◆ Provided text:

(begin)

Hugo Arons Tells When
Dallas Had 8,000


Saloons Plentiful

Sale of Land on Elm for
$20,000 Was Talk of
Entire Town.


     "Dallas amounted to very little when I arrived in 1877," said Hugo Arons, 2614 1/2 Elm street.  "I had made a nonstop journey from Germany to join my uncle, Louis Arons, who had already been here so long, that he considered himself an old-timer.  The business houses, mostly twenty-five-foot, one-story structures, were confined to Main and Elm streets, west of Murphy, and to the courthouse square, with no lack of vacant lots among them.  Then, there was a long jump to the Union Depot, where there was a small group of what passed for business houses, but what, in reality, were saloons, with some restaurants and lodging houses.
     "The two bunches of business houses were connected by a street railway line that went up and downhill on Main street.  The cars were pulled by two, tired-looking little mules.  In dry weather, the passengers got as dusty as millers, and in wet weather, the dust condensed to a mud that was as adhesive as if the soil had blown from the cement plants.  The railway company placed straw in the cars to keep the feet of the passengers from sticking fast to the floor, and planks between the rails to prevent the mules from sinking below ground.

(end)

Excerpts of location labeling data
(begin)

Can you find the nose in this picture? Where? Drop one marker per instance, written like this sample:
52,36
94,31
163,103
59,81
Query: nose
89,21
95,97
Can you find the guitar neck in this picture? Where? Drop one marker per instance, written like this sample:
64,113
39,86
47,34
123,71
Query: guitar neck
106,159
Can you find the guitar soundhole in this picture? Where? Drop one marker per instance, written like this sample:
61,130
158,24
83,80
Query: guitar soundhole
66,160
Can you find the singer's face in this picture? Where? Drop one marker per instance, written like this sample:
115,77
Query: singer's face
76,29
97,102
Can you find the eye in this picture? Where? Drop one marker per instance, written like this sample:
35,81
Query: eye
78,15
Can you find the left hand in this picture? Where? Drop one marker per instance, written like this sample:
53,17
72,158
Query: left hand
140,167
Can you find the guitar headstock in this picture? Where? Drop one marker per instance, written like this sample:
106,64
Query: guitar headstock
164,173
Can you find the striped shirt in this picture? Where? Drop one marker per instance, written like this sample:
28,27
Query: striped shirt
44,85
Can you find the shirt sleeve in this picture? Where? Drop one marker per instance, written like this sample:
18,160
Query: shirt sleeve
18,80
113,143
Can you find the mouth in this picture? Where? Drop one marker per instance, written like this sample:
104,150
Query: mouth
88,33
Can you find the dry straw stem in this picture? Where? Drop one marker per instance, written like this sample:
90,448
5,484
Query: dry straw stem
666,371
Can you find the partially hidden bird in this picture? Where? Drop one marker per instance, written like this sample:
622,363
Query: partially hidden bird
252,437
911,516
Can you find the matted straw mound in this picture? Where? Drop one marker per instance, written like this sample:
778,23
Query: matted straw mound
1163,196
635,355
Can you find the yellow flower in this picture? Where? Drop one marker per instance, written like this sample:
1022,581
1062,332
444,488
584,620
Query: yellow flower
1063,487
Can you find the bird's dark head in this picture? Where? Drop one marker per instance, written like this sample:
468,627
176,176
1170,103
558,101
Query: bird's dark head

(end)

◆ Your goal: Give again the passage of the Dallas recollection starting at "Sale of Land" and ending at "and lodging houses.".

◆ Output for this exercise:
Sale of Land on Elm for
$20,000 Was Talk of
Entire Town.


     "Dallas amounted to very little when I arrived in 1877," said Hugo Arons, 2614 1/2 Elm street.  "I had made a nonstop journey from Germany to join my uncle, Louis Arons, who had already been here so long, that he considered himself an old-timer.  The business houses, mostly twenty-five-foot, one-story structures, were confined to Main and Elm streets, west of Murphy, and to the courthouse square, with no lack of vacant lots among them.  Then, there was a long jump to the Union Depot, where there was a small group of what passed for business houses, but what, in reality, were saloons, with some restaurants and lodging houses.